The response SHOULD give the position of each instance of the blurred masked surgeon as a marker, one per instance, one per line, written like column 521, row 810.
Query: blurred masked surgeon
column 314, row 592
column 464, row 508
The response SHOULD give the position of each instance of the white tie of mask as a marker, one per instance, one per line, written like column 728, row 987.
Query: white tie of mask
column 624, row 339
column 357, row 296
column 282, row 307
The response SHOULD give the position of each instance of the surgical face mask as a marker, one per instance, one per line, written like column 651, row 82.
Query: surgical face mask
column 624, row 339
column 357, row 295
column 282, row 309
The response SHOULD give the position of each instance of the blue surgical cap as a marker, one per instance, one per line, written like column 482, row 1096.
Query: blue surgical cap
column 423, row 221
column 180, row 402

→ Problem description
Rewrite the whole listing above, replacing every "marker" with "point" and leaving everything else the same.

→ Exercise result
The response SHOULD give the position of each instance of the blurred masked surgeon as a point, one per instance, one per line, written like column 521, row 810.
Query: blurred masked surgeon
column 314, row 592
column 464, row 508
The response SHOULD give the position of each instance of the white tie of mask as a point, one per instance, one per line, written like column 728, row 987.
Query: white tie of mask
column 624, row 339
column 357, row 296
column 282, row 307
The response SHOULD give the position of each instance of the surgical face mask as a point, one per instance, one per line, written like column 651, row 82.
Query: surgical face mask
column 624, row 339
column 357, row 295
column 282, row 309
The response SHOULD give the position of each instance of the blue surgical cap as a point, one per instance, one per line, written like column 482, row 1096.
Query: blue surgical cap
column 423, row 221
column 180, row 402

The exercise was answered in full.